So, what is the origin of that quote? Ralph Keyes clarifies:

The most likely reason is that Bennet Cerf once reported Clemenceau’s response to a visitor’s alarm about his son being a communist: ‘If he had not become a Communist at twenty-two, I would have disowned him. If he is still a Communist at thirty, I will do it then’. George Seldes later quoted Lloyd George as having said: ‘A young man who isn’t a socialist hasn’t got a heart; an old man who is a socialist hasn’t got a head’. The earliest known version of this observation is attributed to mid-nineteenth century historian and statesman François Guizot: ‘Not to be a republican at twenty is proof of want of heart; to be one at thirty is proof of want of head’. Variations on this theme were later attributed to Disraeli, Shaw, Churchill, and Bertrand Russell.

 Galileo Galilei — Eppur si muove (“And yet it moves”)

^^^^^^^^^^^^^^^^

#### [What is asked]
(A) Decide whether each statement agrees with the text on the quote's origin, and answer yes or no with the deciding words quoted from it. (i) The earliest known version of the observation is attributed to François Guizot. (ii) George Seldes quoted Clemenceau as saying that a young man who isn't a socialist hasn't got a heart. (iii) Variations on the theme were later attributed to Churchill.
(B) In the text on the quote's origin, who reported Clemenceau's response?
(C) Using the text on the quote's origin, explain what Ralph Keyes gives as the most likely reason behind the quote.

^^^^^^^^^^^^^^^^

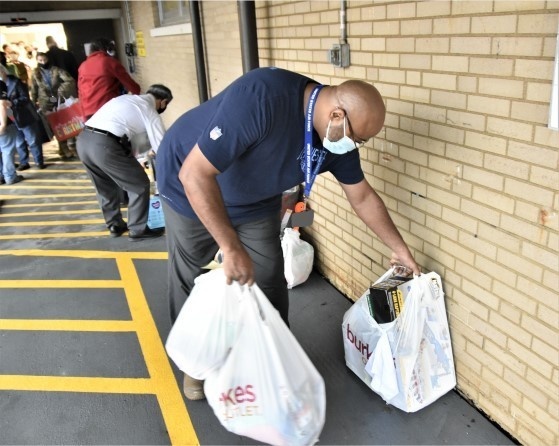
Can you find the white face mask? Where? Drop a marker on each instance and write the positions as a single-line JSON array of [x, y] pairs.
[[343, 145]]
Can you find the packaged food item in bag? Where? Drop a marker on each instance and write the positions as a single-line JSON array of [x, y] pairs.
[[407, 361]]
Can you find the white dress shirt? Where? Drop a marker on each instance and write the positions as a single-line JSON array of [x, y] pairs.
[[130, 115]]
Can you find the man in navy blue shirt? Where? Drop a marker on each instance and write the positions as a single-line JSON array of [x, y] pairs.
[[222, 168]]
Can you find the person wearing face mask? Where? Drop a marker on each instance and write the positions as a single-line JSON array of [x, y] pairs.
[[101, 78], [222, 168], [51, 84], [104, 148], [62, 58]]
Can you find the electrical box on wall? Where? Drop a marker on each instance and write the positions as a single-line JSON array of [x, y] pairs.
[[338, 55]]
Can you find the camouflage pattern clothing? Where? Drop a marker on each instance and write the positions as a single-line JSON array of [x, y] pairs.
[[48, 86]]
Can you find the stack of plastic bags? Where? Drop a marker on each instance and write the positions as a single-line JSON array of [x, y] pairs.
[[258, 380]]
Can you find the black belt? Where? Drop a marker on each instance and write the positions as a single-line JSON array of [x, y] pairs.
[[103, 132]]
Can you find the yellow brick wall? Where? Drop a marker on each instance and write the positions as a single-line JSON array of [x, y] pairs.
[[466, 166]]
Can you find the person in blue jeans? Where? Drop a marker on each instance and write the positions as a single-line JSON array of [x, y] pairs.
[[27, 139], [8, 132], [28, 131]]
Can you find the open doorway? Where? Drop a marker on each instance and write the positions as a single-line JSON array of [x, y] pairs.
[[27, 40]]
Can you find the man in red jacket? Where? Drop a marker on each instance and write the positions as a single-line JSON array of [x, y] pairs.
[[100, 78]]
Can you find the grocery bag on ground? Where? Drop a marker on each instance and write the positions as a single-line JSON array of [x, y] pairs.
[[68, 120], [267, 389], [298, 256], [206, 326], [408, 361]]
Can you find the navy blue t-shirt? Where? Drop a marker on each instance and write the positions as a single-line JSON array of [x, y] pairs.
[[253, 133]]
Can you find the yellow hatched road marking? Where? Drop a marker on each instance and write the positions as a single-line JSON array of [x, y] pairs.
[[54, 223], [60, 180], [62, 186], [142, 255], [58, 204], [162, 382], [168, 394], [19, 197], [53, 235], [33, 214], [60, 284], [76, 384]]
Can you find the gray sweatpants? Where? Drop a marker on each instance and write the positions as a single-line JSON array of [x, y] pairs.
[[191, 247], [111, 168]]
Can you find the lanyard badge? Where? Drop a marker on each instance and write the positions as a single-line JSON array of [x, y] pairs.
[[302, 215]]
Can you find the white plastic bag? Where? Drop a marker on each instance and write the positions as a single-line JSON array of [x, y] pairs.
[[417, 341], [206, 326], [267, 389], [298, 256]]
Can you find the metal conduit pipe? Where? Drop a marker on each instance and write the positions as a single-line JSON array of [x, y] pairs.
[[343, 21], [249, 40], [199, 56]]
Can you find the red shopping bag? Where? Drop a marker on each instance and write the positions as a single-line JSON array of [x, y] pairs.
[[68, 121]]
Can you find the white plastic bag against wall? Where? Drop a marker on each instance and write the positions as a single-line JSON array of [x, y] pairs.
[[408, 361], [206, 326], [267, 389], [298, 256]]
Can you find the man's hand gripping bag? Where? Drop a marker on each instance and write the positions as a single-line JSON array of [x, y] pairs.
[[206, 326], [267, 389]]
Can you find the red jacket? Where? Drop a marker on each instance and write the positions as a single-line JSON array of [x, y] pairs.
[[99, 79]]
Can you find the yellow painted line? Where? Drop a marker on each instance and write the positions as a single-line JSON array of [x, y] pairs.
[[142, 255], [57, 204], [20, 224], [76, 384], [53, 235], [53, 169], [34, 214], [176, 417], [19, 197], [38, 283], [62, 186], [67, 325]]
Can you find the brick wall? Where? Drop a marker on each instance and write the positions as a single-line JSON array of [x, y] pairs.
[[465, 164]]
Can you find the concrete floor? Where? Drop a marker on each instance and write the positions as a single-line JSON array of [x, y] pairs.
[[83, 320]]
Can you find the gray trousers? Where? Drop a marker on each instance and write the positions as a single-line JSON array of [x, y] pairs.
[[191, 247], [112, 167]]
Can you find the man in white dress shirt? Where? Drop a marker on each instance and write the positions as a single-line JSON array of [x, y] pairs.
[[104, 149]]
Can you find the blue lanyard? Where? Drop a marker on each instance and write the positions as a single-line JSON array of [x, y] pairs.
[[310, 173]]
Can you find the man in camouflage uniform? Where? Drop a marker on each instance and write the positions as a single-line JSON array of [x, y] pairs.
[[49, 83]]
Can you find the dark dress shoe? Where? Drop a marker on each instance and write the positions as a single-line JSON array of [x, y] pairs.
[[146, 233], [117, 230]]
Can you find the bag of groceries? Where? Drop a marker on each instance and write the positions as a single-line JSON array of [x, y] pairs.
[[396, 339]]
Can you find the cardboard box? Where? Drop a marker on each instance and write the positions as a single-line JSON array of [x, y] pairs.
[[386, 299]]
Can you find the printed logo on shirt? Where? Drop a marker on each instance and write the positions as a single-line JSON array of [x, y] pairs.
[[215, 133]]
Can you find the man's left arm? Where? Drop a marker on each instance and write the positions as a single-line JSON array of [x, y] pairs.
[[370, 208]]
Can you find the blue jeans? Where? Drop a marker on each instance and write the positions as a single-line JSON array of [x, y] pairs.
[[29, 136], [8, 148]]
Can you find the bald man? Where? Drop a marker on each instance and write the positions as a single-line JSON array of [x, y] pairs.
[[222, 168]]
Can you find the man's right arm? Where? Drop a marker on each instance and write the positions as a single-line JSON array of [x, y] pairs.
[[198, 177]]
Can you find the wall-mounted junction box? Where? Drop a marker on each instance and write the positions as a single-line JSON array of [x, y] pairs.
[[338, 55]]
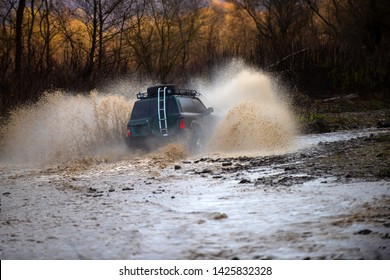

^^^^^^^^^^^^^^^^

#### [In response]
(A)
(i) Yes: "The earliest known version of this observation is attributed to mid-nineteenth century historian and statesman François Guizot"
(ii) No: "George Seldes later quoted Lloyd George as having said"
(iii) Yes: "Variations on this theme were later attributed to Disraeli, Shaw, Churchill, and Bertrand Russell."

(B) Bennet Cerf.

(C) Keyes says the most likely reason is that Bennet Cerf once reported Clemenceau's response to a visitor's alarm about his son being a communist. In that response, Clemenceau said he would have disowned him if he had not become a Communist at twenty-two, and would do it if he was still a Communist at thirty.